**Exercise text:**
§ §

R: It is injustice. It really, really, really is. It's very much a mix of those early formative years when you see things on the screen or read about them then going to see it in real life. Once you've done that there's no there's no turning back, you can't switch that off. One of the last trips I did was to the refugee camps in Bangladesh, where the Rohingya refugees had fled. I went twice in quick succession and people were still coming across the waters, that emergency setting of seeing something that's literally happened to the people hours ago, seeing the women and children arriving. Their husbands had been shot in front of them, that terror in their eyes, and coming to this, the world's largest refugee camp.
When we talk about the garment workers in extraordinary countries like Bangladesh that are welcoming in millions refugees and yet we can't give them the curtesy of supporting them with a decent living wage.
D: I am speechless because it's shocking and overwhelming and the fact that during the pandemic one of the things to come out of this, is that our country cut aid.
R: We've we talked about that a lot, we talked about the rates of girls dropping out of school, rates of child marriage potentially increasing, soaring rates of gender-based violence. The impact on women, it was estimated that gains made over 25 years would be rolled back within 25 weeks. The cutting of aid to countries in conflict zones or in an emergency, cutting water and sanitation programmes in the midst of a pandemic when they are telling us all to wash your hands more. We've been quite vocal about it, but we will double down and do what we can as a small and mighty organisation and advocate for others to come on that journey as well.
D: One more thing that I want to touch on before I ask you the next question, is that you are a trustee of The Reclaim Project here in the UK, can you talk a little bit about that please?
R: I have been a trustee for a year or so now and I'm very, very passionate about (having come from a working class background myself,) empowering the next generation from that background. Reclaim are doing amazing things. Their main focus is around skills and leadership skills to bring that next generation on. I also love building campaigns with these young people for change, bringing them into big movements that might not necessarily have any people from working class backgrounds involved. Whether it's the climate movement or the gender movement. It's been a really tough over the past two years for today's young people and I feel for that generation overall and what they have missing out on. I don't think we're really going to know effects of this for a long time. I feel it builds on from my work at UNICEF, typically around those early childhood years, when you're brains are hard wired. So I'm seeing that through, to these extraordinary young people who are going to be taking on the mantle next. Give them the power now I say.

§ §

**Task goal:** Please pick up the interview about aid cuts and The Reclaim Project where it stops, and carry the conversation forward from its last line.

Entries taken from a collection:
§ §

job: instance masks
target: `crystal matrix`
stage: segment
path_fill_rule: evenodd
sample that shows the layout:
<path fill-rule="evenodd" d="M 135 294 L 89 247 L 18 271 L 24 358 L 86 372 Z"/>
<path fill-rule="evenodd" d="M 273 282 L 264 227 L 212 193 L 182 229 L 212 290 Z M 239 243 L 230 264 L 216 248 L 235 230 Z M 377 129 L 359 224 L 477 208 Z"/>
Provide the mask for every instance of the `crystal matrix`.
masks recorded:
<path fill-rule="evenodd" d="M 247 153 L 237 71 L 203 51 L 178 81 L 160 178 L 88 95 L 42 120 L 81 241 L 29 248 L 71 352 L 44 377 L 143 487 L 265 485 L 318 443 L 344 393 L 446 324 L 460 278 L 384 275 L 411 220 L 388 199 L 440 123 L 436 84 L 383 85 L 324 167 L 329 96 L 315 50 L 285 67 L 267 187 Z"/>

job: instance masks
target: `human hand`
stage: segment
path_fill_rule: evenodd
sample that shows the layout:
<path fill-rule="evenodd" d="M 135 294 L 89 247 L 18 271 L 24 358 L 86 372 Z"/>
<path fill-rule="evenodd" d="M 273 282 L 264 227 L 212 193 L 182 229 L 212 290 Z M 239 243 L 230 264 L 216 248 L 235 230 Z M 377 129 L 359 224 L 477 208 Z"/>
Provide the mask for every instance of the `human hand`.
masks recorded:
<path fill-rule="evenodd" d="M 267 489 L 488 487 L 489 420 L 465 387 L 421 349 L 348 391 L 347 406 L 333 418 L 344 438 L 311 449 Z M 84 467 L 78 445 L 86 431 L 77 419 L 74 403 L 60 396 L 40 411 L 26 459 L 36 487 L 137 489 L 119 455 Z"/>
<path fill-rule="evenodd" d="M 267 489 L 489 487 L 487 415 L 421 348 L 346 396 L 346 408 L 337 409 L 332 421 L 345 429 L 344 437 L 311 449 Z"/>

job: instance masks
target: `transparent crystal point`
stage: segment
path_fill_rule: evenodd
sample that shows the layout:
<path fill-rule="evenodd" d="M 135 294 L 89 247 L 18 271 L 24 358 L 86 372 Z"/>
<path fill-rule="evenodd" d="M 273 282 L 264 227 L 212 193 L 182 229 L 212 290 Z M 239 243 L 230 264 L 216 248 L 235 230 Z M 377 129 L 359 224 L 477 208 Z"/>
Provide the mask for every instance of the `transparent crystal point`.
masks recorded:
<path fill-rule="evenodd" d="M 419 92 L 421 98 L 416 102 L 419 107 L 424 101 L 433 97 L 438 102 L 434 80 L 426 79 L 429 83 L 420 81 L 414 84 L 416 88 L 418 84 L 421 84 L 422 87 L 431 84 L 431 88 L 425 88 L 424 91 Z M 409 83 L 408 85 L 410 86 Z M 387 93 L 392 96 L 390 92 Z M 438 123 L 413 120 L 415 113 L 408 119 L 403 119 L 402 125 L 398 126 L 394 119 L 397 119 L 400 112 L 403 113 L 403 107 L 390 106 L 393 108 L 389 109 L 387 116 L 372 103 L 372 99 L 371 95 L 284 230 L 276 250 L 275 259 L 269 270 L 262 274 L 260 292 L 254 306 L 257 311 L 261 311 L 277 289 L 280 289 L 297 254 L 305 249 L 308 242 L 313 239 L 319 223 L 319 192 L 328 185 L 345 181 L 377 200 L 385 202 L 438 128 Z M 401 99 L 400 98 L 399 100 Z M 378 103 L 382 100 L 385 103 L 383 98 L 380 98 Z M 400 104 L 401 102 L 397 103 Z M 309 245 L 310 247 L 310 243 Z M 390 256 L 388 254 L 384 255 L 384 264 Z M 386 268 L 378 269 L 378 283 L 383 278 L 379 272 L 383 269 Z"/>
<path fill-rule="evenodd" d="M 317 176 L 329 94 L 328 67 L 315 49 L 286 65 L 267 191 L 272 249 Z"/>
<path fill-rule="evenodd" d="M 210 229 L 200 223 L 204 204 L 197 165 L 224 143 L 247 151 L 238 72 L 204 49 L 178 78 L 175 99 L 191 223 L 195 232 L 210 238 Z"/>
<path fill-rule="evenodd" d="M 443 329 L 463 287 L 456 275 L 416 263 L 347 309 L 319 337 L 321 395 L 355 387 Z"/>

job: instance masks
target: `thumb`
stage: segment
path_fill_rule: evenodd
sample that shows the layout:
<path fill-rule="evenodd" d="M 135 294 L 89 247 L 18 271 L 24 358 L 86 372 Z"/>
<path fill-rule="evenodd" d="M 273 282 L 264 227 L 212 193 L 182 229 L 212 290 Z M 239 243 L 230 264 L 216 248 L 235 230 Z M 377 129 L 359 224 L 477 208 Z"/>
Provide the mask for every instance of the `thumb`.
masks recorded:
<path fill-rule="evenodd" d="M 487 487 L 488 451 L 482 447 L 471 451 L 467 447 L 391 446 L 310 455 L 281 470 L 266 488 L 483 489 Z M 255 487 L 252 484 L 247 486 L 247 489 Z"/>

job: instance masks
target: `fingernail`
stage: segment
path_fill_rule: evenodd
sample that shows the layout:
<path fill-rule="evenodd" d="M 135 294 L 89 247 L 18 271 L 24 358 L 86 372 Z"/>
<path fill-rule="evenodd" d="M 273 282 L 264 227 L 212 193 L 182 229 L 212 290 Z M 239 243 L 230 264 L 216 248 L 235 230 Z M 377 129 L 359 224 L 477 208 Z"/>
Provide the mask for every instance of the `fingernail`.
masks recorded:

§ §

**Answer below:**
At The Circle we did an extraordinary project last year with young feminists for International Day of the girl, some young feminists joined one of our panel discussions and wanted to get more involved and whilst we don't have a Youth Circle as yet, we connected them with some of the young women in Uganda. Between them, they came up this brilliant idea of a girls global dance hour. The power of dance is transcending they had an amazing conversation about what it's like to be girl here and in Uganda, the similarities and differences.
D: Introducing them to different kinds of music as well.
R: Yeah and they loved it, you can see that power of the next generation, its extraordinary.
D: Finally, how do you see the future?
R: For The Circle, it is a really exciting time of new strategies, building on global feminism and inviting more women to get involved and come on that journey. I think it's about being vocal and brave about advocating for the changes that need to happen. We are not going to be shy about that.
D: How are we going to be vocal whenever the government here would like to pass a law that means that we can't protest?
R: It's not only the UK, I think our voices can transcend that and bring together a community across nations when we've got that commonality of what women and girls face.